Els Opsomer's monumental stainless steel sculpture is inspired by poems written by the Congolese author Kasele Laïsi Watuta about Jette. The work plays with the different angles of view offered by the land and the surrounding apartments. From the blocks, the enlarged handwriting of the artist's hand gives a verse of the poet in French and Dutch. From below, the elements of the sculpture can be used by local children to sit or play.

The visual artist Els Opsomer also designed a series of urban landscapes that she displayed on a block of buildings.

The tension between alienation and meeting in big cities is central to Kasele's poems and echoes in Opsomer's work. The artist opened an austere apartment building to the world by gluing large photos and poems to its facades. It has thus created a trompe-l'oeil effect to widen the horizon of the residences.

Exercises to complete »
1. Answer these from the text on Els Opsomer's work, one per line:
(a) What material is the sculpture made of?
(b) In which two languages does the enlarged handwriting give the poet's verse?
(c) What did the artist glue to the facades of the apartment building?
2. Turn the paragraph of the text on Els Opsomer's work that begins "The tension between alienation" into a short bulleted list that keeps its main facts.
3. Give what comes next in the text on Els Opsomer's work, starting after its final sentence.

Raw records »
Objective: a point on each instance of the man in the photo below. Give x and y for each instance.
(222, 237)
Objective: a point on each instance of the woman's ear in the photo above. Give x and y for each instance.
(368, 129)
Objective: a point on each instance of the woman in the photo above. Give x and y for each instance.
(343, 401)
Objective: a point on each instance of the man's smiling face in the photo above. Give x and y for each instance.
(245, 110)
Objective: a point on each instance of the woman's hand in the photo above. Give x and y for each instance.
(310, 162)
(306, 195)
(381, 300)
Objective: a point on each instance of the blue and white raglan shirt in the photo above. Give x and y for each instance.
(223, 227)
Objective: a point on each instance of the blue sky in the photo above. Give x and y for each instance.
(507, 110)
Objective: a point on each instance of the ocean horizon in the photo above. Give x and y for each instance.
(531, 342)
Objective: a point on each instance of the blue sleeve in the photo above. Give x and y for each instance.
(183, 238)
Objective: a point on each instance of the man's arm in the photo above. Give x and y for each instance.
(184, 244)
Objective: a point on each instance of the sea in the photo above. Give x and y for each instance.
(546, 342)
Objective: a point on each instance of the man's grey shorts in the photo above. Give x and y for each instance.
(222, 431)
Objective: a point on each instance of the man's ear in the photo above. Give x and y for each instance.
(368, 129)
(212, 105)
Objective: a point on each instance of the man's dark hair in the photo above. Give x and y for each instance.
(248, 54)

The results »
1.
(a) Stainless steel.
(b) French and Dutch.
(c) Large photos and poems.

2.
- The tension between alienation and meeting in big cities is central to Kasele's poems and echoes in Opsomer's work.
- Opsomer opened an austere apartment building to the world by gluing large photos and poems to its facades.
- This created a trompe-l'oeil effect that widens the horizon of the residences.

3.
activities

Jette 1 © Maurine Toussaint

In autumn 2005 the poet Miriam Van hee and artist Christian Israel took a guided tour of the Mutsaard. The result of the visit was Van hee's muted poem brussel - de mutsaard. Christian Israel played on the bilingualism of the district and interwove the original version of the poem with a French translation on tablets of chocolate, edible paper, ribbons and place mats. He then went back to the area with all this material: the trees and lamp-posts were then hung with ribbons, people in restaurants read poems on their place mats and pupils in the nearby schools set to work with the edible poems and blank ribbons. Lastly, Israel integrated the poem into new street signs for four streets. For the inauguration in spring 2008, pupils exhibited poetry tiles in several shop windows in Wandstraat.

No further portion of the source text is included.